DATASET EXCERPTS >>

-------------------------

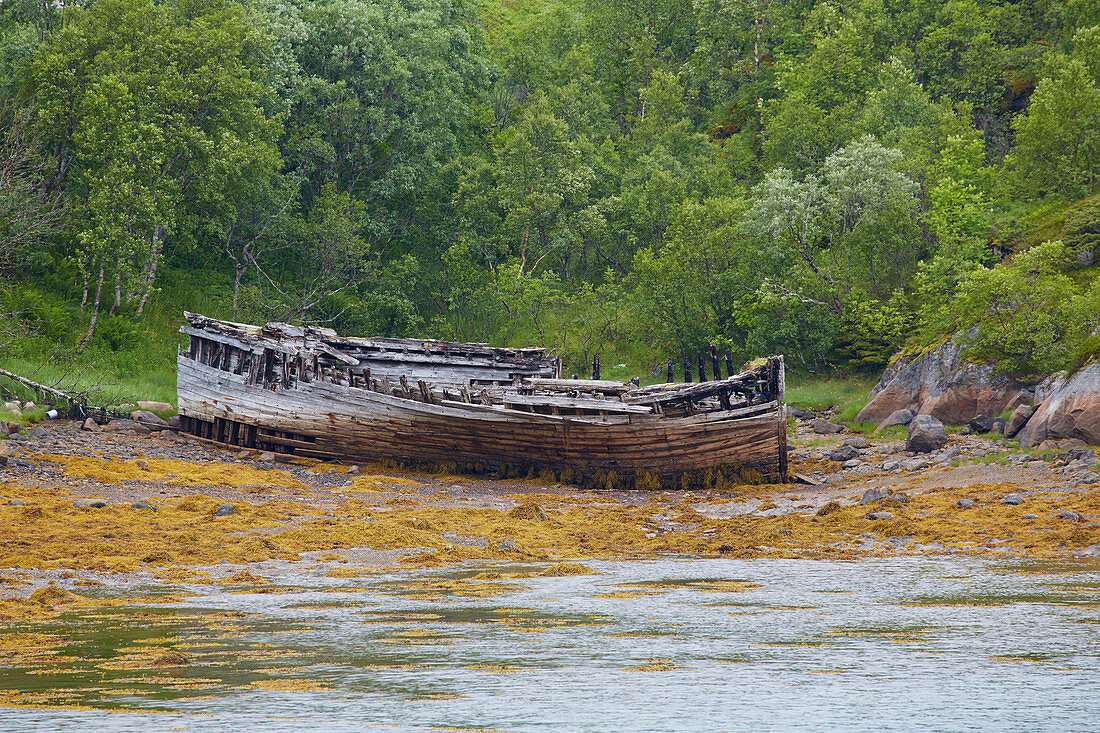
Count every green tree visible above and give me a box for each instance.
[23,0,278,346]
[1013,59,1100,196]
[953,242,1100,376]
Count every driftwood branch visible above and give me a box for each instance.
[0,369,88,408]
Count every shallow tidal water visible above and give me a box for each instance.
[0,557,1100,732]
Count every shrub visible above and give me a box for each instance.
[952,242,1100,376]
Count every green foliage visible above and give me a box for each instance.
[1013,59,1100,196]
[0,0,1100,390]
[1062,196,1100,266]
[953,242,1100,376]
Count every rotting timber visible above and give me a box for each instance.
[177,313,787,489]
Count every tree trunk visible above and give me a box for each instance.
[76,265,103,351]
[233,262,249,318]
[110,272,122,316]
[134,225,164,318]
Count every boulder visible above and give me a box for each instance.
[812,417,844,435]
[967,415,997,433]
[856,336,1033,425]
[905,415,947,453]
[1018,361,1100,448]
[130,409,168,430]
[875,409,916,433]
[859,486,890,506]
[825,446,859,463]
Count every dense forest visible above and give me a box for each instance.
[0,0,1100,387]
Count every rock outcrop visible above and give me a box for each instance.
[1019,362,1100,448]
[905,415,947,453]
[856,337,1033,425]
[1004,405,1035,438]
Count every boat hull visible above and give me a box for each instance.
[177,354,787,489]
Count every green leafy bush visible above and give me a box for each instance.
[952,242,1100,376]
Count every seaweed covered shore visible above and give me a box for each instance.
[0,423,1100,617]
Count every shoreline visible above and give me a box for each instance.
[0,422,1100,617]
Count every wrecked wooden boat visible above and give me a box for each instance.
[177,313,787,489]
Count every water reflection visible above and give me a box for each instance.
[0,558,1100,731]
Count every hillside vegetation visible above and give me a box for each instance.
[0,0,1100,395]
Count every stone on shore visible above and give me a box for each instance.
[1004,405,1035,438]
[859,486,890,506]
[905,415,947,453]
[1005,362,1100,448]
[812,417,844,435]
[825,445,859,463]
[856,337,1032,427]
[130,409,168,430]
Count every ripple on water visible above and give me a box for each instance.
[0,558,1100,731]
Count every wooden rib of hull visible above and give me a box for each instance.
[177,355,787,481]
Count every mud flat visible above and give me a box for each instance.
[0,424,1100,614]
[0,416,1100,731]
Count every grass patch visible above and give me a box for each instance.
[787,374,875,422]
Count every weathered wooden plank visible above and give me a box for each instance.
[177,312,785,475]
[523,378,630,395]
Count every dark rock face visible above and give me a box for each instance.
[905,415,947,453]
[1019,362,1100,448]
[856,337,1032,425]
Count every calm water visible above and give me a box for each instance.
[0,558,1100,732]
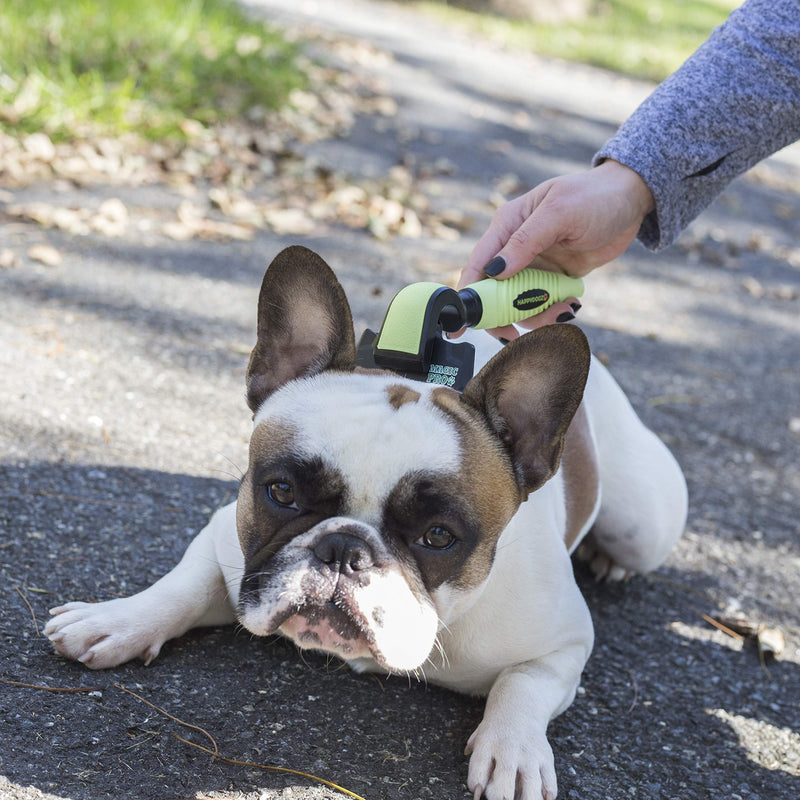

-------------------------

Output every line above as a numbered list, skipping blank lines and leaving out the pictures.

SOLUTION TO THIS PROBLEM >>
1. Count every green tree visible above and give me a box for each instance.
2. [23,0,278,346]
3. [1013,59,1100,196]
4. [953,242,1100,376]
5. Count every driftwood branch visible above and give me a box for each instance.
6. [0,369,88,408]
7. Count every shallow tidal water visible above and give me a box for each instance.
8. [0,557,1100,732]
9. Count every shrub visible above and give me a box for each instance.
10. [952,242,1100,376]
11. Count every green foliage visible above and give me a box for each instance.
12. [1013,59,1100,196]
13. [0,0,1100,390]
14. [1062,196,1100,266]
15. [953,242,1100,376]
16. Count every rotting timber visible above and give me a box for each instance.
17. [177,313,787,489]
18. Count every tree trunk visible above and give me a box for each instance.
19. [76,265,103,351]
20. [233,262,249,318]
21. [110,272,122,316]
22. [134,225,164,318]
23. Count every boulder visible above and give me a box for each instance.
24. [812,417,844,435]
25. [967,415,997,433]
26. [856,336,1033,425]
27. [905,415,947,453]
28. [1018,361,1100,448]
29. [130,409,168,430]
30. [875,409,916,433]
31. [859,486,890,506]
32. [825,446,859,463]
33. Count every dense forest visible above and give me a box for each instance.
34. [0,0,1100,387]
35. Count every rock outcrop visible above and give me a box for each instance.
36. [1019,362,1100,448]
37. [905,415,947,453]
38. [856,337,1033,425]
39. [1004,405,1035,438]
40. Count every boat hull visible above and give me a box for each instance.
41. [177,354,787,489]
42. Count every green leafy bush visible above and give me a box for each instance.
43. [952,242,1100,376]
44. Count every seaweed covered shore visible above and give me a box for each instance.
45. [0,423,1100,617]
46. Count every shoreline visible above and give me a box for each instance.
47. [0,422,1100,617]
48. Count every wrecked wooden boat visible above and give me a box for each instance.
49. [177,313,787,489]
50. Count every water reflection visible above and give me a box for each instance.
51. [0,558,1100,731]
52. Count every hillside vegetation visible above and give me a box for each instance.
53. [0,0,1100,395]
54. Count every stone on shore visible above and give me a box for each instance.
55. [1004,405,1035,438]
56. [859,486,890,506]
57. [905,415,947,453]
58. [1005,362,1100,448]
59. [812,417,844,435]
60. [825,445,859,463]
61. [856,337,1032,427]
62. [130,409,168,430]
63. Count every ripple on water visible above and give me a box for each instance.
64. [0,558,1100,731]
65. Count every wooden rib of hull visible above and give me a box for each instance.
66. [177,355,787,481]
67. Count every mud flat visible above and give me a box for each instance.
68. [0,424,1100,614]
69. [0,416,1100,731]
70. Count every grass patch visible above and give me a box for each instance.
71. [787,374,875,422]
72. Count every weathered wooden plank visible above and give me a box for each instance.
73. [177,312,785,475]
74. [523,378,630,395]
75. Count every dark rock face visible above and give me a box for each instance.
76. [905,415,947,453]
77. [1019,362,1100,448]
78. [856,337,1032,425]
79. Count every calm water visible above and give me a box for each instance.
80. [0,558,1100,732]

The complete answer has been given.